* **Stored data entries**
# # # # # # #

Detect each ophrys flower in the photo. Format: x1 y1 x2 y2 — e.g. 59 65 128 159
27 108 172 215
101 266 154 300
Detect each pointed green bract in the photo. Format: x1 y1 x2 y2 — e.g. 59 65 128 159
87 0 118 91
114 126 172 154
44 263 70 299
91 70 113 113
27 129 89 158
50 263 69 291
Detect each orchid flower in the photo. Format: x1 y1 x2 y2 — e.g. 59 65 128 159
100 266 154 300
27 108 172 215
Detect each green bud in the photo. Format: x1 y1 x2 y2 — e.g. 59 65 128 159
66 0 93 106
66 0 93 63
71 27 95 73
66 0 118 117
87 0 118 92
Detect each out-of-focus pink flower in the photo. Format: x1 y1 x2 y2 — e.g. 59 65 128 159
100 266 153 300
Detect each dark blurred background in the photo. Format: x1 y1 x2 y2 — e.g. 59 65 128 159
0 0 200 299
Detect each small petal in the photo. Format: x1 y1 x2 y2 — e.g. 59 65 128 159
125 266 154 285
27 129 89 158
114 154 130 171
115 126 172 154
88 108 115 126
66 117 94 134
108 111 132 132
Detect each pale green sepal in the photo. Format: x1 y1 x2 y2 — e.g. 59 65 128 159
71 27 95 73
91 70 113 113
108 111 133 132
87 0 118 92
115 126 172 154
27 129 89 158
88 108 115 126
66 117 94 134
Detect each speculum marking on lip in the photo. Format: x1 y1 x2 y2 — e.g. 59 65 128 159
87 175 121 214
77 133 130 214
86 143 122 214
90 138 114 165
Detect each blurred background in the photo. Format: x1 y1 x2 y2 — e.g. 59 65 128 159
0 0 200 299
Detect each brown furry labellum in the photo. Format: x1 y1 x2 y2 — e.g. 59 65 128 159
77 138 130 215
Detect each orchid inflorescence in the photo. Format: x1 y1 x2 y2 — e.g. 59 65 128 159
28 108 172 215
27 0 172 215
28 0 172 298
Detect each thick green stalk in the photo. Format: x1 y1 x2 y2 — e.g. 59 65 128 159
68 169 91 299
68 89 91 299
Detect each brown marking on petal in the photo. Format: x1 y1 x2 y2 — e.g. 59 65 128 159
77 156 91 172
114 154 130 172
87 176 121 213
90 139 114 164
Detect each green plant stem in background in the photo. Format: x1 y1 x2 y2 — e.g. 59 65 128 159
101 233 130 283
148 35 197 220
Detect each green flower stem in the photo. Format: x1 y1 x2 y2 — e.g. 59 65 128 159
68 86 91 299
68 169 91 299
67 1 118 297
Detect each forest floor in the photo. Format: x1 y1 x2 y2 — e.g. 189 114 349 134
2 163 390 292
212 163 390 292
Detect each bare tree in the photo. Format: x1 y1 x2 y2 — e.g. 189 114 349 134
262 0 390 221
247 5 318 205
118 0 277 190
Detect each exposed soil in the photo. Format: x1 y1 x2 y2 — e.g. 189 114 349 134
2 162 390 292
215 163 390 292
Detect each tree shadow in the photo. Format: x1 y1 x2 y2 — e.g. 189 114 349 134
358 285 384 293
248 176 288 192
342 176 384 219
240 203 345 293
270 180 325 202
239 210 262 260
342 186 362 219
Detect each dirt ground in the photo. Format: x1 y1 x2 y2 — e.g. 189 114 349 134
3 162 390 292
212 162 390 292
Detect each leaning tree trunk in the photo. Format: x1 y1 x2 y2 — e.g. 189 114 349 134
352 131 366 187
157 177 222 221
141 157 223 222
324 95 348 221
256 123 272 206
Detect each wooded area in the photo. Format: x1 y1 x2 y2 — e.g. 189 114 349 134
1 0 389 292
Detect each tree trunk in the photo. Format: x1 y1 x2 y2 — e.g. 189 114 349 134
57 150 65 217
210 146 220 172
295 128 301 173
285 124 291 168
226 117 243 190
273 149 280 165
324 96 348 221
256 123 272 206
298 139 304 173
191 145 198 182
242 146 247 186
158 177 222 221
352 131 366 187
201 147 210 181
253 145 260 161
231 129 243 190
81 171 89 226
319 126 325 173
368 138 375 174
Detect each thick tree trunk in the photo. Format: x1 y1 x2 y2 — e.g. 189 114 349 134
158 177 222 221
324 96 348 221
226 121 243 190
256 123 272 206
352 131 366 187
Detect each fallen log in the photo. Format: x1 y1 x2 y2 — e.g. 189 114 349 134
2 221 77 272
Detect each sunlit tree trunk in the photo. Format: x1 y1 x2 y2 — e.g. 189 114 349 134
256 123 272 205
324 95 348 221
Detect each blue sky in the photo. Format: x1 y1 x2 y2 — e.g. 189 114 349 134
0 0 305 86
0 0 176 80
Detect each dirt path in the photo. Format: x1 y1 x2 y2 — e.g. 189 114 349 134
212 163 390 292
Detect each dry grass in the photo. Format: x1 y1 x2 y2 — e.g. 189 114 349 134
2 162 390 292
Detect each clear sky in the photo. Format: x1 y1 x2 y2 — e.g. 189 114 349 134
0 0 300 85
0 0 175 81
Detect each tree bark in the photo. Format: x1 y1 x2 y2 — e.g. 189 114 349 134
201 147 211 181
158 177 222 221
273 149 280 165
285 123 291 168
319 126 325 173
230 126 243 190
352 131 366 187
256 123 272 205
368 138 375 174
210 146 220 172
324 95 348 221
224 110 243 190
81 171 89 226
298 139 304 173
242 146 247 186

# # # # # # #

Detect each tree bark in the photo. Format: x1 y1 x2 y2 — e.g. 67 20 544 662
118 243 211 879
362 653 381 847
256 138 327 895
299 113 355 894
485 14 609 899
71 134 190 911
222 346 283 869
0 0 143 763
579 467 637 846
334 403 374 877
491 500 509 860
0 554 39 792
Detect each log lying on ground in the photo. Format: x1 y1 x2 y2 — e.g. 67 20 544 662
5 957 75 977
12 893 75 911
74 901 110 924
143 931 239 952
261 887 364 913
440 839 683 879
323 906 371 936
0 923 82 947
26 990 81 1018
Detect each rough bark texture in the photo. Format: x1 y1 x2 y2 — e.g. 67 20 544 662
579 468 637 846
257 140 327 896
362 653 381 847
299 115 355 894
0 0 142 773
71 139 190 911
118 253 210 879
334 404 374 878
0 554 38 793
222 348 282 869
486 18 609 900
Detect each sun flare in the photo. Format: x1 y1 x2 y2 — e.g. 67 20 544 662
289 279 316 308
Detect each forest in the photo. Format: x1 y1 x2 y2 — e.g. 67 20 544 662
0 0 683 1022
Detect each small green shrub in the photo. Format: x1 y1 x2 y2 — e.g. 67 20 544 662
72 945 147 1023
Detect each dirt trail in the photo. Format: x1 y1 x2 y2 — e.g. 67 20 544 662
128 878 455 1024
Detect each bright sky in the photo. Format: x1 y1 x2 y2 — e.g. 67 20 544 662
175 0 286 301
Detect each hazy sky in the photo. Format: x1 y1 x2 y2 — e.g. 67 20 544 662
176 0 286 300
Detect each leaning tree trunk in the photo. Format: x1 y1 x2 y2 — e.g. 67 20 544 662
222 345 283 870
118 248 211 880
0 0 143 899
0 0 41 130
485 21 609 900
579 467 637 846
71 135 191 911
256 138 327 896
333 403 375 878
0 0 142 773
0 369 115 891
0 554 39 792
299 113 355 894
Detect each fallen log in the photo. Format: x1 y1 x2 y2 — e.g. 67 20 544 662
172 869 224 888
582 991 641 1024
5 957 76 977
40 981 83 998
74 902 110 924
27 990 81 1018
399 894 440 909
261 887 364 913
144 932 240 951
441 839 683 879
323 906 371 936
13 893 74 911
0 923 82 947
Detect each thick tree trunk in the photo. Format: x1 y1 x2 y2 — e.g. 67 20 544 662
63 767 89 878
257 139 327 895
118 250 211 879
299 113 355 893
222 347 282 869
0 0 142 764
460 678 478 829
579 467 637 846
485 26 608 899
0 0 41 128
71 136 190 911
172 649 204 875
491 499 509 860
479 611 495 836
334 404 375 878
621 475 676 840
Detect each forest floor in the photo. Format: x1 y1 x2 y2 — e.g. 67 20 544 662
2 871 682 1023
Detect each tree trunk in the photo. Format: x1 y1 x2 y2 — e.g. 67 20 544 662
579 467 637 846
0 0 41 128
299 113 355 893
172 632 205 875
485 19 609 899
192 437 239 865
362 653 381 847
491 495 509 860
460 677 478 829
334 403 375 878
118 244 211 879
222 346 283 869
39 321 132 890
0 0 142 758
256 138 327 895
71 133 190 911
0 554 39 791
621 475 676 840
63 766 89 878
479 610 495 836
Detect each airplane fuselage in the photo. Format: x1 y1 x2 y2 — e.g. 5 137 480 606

# # # # # # #

Your answer should be the lines above from the one containing "Detect each dirt trail" through the one containing "Detect each airplane", copied exactly and with both ends kept.

Detect each dirt trail in the photo. Format: x1 y1 x2 y2 — e.g. 67 20 544 662
128 878 455 1024
Detect each bright sky in the photo. Format: x1 y1 x2 y2 — e.g. 67 20 544 662
175 0 286 301
Detect each hazy sky in the photo. Format: x1 y1 x2 y2 — e.g. 67 20 544 662
176 0 286 300
Detect each leaning tree trunk in the photo. Format: x1 y1 x2 y2 — e.g. 67 20 544 662
222 345 283 870
118 248 211 880
0 0 143 899
0 0 41 130
485 21 609 900
579 467 637 846
71 135 191 911
256 138 327 896
333 403 375 878
0 0 142 773
0 369 115 891
0 554 39 792
299 113 355 894
Detect each fallen log in the photo. Format: x1 y1 x2 y2 — e.g. 67 20 544 662
172 869 224 888
582 991 641 1024
5 957 76 977
40 981 83 998
74 902 110 924
27 990 81 1018
399 894 440 909
261 887 364 913
144 932 240 951
441 839 683 879
323 906 371 936
13 893 74 911
0 923 82 947
Detect each thick tree trunk in the photo. Format: x1 y1 x2 y2 — e.g. 67 20 544 662
63 767 89 878
257 139 327 895
118 250 211 879
299 113 355 893
222 347 282 869
0 0 142 764
460 678 478 829
579 467 637 846
485 26 608 899
0 0 41 128
71 136 190 911
172 649 204 875
491 499 509 860
479 611 495 836
334 404 375 878
621 475 676 840
Detect each forest floor in the photo. Format: x1 y1 x2 y2 — e.g. 67 20 544 662
2 871 682 1023
Detect each tree trunk in the photo. Format: x1 y1 x2 y2 — e.g. 67 20 544 662
579 467 637 846
0 0 41 128
299 113 355 893
172 632 205 875
485 19 609 899
192 437 239 865
362 653 381 847
491 495 509 860
460 677 478 829
334 403 375 878
118 244 211 879
222 346 283 869
39 321 132 890
0 0 142 758
256 138 327 895
71 133 190 911
0 554 39 791
621 475 676 840
63 766 89 878
479 610 495 836
Detect each airplane fuselage in the photo. Format: x1 y1 x2 y2 — e.g. 5 137 480 606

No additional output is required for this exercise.